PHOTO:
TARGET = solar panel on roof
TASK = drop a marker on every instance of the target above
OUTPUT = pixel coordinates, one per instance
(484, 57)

__Objective__. Substitute "skylight" for "solar panel" throughout the records above, and leave everything else unchanged.

__Answer to the exercise__.
PHOTO:
TARGET = skylight on roof
TASK = drop a marker on every instance of the target above
OUTPUT = pixel coordinates, one per instance
(484, 57)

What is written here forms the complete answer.